WRITTEN TASK 1 — Using the Rousseau interview below, explain in one to three sentences why Rousseau is called "the ultimate individualist."

GIVEN PASSAGE —
--------------------
Among Rousseau’s greatest concerns was human dividedness. Through discussing intellectuals and their tendency toward pride, this previous article describes Rousseau’s indictment of his time. How does Rousseau suggest solving this problem? After leading a seminar organized by the Yale Buckley Program in June, Professor Benjamin Storey at Furman University sat down with The Politic over Zoom to offer some explanations.

The interview has been lightly edited for brevity and clarity. 

What do people often get wrong about Rousseau, in your opinion?

People often oversimplify his thought. 

Rousseau is one of the sources of two contrary tendencies in the modern soul.  On the one hand, he is one of the founders of modern communitarianism:  our desire for society to be a genuine social whole that attracts real allegiance from human beings, that makes demands for duty and sacrifice, and has greater solidarity than we experience in an individualistic, liberal society, where it often feels that people are left to sink or swim for themselves.

At the same time, however, Rousseau is also the ultimate individualist, so much so that he describes the happiest moment of his life as living on an island. He’s a radical individualist and a radical communitarian at the same time.

Many readings of Rousseau privilege one or the other of these moments in his thought. What I’ve tried to do, and I’m not the original in this, is to take the whole thing together. Doing so led me to think of Rousseau as a tragic thinker. He describes his thought as a “sad and great system,” and I think it helps to take the word “sad” seriously.
--------------------
RECORDED DATA —
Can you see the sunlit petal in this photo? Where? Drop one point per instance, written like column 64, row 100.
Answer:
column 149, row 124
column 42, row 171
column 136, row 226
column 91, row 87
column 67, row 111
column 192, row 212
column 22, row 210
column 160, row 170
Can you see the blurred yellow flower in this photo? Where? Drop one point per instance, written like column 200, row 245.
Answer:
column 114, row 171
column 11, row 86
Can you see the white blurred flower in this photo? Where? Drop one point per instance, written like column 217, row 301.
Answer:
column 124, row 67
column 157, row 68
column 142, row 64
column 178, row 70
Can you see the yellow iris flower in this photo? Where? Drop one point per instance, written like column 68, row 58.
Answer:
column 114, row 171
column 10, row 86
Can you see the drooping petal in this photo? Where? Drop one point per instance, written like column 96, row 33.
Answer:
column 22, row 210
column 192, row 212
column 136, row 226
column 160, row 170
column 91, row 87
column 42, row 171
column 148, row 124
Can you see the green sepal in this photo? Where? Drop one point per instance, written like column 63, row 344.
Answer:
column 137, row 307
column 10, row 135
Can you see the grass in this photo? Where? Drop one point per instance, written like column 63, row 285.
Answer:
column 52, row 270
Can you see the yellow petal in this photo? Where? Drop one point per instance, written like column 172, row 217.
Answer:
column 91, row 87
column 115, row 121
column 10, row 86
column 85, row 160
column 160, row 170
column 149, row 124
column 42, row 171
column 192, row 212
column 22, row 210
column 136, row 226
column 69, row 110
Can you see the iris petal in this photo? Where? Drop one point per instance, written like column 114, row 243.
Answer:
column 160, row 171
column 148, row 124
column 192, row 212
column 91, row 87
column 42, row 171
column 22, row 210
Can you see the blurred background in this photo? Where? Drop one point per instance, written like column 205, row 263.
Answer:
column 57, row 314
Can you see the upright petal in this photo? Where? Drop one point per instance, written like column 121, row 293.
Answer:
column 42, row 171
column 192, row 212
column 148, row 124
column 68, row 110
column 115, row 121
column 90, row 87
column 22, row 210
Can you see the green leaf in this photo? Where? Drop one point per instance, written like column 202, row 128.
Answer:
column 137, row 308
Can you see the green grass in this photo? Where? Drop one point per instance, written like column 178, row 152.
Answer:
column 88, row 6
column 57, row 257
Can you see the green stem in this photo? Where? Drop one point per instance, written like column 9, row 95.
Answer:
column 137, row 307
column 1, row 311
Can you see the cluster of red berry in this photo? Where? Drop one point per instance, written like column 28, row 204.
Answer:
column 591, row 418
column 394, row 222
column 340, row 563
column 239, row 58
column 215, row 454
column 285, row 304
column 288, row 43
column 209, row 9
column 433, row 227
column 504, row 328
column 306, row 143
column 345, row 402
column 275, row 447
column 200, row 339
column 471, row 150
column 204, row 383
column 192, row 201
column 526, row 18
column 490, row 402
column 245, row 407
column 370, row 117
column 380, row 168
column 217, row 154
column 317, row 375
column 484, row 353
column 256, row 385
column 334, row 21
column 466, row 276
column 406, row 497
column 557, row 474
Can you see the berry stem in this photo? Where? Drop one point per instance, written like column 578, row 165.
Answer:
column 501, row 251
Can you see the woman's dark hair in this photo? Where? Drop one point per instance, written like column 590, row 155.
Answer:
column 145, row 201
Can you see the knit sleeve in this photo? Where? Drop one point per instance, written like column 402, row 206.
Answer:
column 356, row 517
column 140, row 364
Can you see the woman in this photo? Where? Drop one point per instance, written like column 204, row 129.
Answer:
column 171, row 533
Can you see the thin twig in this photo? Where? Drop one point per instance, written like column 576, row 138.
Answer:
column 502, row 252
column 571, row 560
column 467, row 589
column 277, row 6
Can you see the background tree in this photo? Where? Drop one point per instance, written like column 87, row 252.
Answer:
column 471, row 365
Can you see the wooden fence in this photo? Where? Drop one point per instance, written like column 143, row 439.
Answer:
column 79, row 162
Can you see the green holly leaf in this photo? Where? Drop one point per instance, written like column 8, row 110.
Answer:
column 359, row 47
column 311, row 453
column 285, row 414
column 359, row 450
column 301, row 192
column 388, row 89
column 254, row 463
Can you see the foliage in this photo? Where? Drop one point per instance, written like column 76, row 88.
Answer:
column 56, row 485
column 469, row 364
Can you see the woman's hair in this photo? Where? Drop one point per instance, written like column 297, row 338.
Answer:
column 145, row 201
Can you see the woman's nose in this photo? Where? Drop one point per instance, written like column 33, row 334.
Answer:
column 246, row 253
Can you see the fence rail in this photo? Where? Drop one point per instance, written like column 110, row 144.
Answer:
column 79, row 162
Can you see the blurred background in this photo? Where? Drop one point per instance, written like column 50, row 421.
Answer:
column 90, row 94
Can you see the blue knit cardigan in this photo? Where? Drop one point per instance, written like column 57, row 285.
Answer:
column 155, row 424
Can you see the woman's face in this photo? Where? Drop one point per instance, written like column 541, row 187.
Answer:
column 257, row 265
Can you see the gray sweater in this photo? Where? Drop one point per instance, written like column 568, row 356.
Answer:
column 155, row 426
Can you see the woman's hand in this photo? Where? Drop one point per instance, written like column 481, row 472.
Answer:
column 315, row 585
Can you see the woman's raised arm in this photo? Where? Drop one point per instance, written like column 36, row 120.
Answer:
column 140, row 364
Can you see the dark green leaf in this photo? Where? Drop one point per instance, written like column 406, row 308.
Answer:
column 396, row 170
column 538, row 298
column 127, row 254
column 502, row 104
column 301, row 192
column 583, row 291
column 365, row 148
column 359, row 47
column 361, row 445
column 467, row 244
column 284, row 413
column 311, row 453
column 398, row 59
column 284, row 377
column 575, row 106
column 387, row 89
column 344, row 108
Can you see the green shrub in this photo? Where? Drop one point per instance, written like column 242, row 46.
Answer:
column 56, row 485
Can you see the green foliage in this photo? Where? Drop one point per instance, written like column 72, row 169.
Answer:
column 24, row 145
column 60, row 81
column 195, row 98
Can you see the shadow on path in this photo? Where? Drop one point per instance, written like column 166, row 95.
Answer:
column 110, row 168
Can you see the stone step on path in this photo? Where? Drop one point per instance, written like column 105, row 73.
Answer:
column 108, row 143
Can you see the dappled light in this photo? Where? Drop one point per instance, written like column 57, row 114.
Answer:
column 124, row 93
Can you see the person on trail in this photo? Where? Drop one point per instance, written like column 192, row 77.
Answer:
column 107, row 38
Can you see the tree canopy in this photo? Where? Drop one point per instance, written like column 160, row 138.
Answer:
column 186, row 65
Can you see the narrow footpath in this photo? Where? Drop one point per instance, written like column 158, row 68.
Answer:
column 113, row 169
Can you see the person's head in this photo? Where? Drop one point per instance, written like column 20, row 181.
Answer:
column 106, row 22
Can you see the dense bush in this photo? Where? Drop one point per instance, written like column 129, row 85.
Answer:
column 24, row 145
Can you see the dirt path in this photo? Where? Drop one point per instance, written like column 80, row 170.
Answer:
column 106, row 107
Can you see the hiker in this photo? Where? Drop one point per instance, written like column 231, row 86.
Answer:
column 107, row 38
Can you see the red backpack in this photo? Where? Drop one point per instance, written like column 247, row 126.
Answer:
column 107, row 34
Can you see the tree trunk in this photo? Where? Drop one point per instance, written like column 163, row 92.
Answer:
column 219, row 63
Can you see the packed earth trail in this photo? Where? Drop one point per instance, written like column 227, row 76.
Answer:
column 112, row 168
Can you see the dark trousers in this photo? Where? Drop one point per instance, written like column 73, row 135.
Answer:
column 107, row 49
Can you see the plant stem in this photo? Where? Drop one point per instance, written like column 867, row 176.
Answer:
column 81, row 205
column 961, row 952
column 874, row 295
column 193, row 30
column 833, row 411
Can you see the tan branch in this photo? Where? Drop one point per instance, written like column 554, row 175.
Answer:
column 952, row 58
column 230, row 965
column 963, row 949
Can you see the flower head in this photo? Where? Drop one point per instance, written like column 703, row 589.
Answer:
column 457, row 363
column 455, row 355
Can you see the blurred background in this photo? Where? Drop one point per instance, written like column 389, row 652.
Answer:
--------------------
WRITTEN TASK 2 — Pull out every line of the entries above that contains the word "tree".

RESULT 1 — Rousseau is called the ultimate individualist because he describes the happiest moment of his life as living on an island. The interview presents this as so strong an individualism that he is a radical individualist even while also being a radical communitarian.

RESULT 2 —
Can you see the background tree in this photo? Where? Drop one point per instance, written like column 87, row 252.
Can you see the tree canopy in this photo? Where? Drop one point per instance, written like column 160, row 138.
Can you see the tree trunk in this photo? Where? Drop one point per instance, written like column 163, row 92.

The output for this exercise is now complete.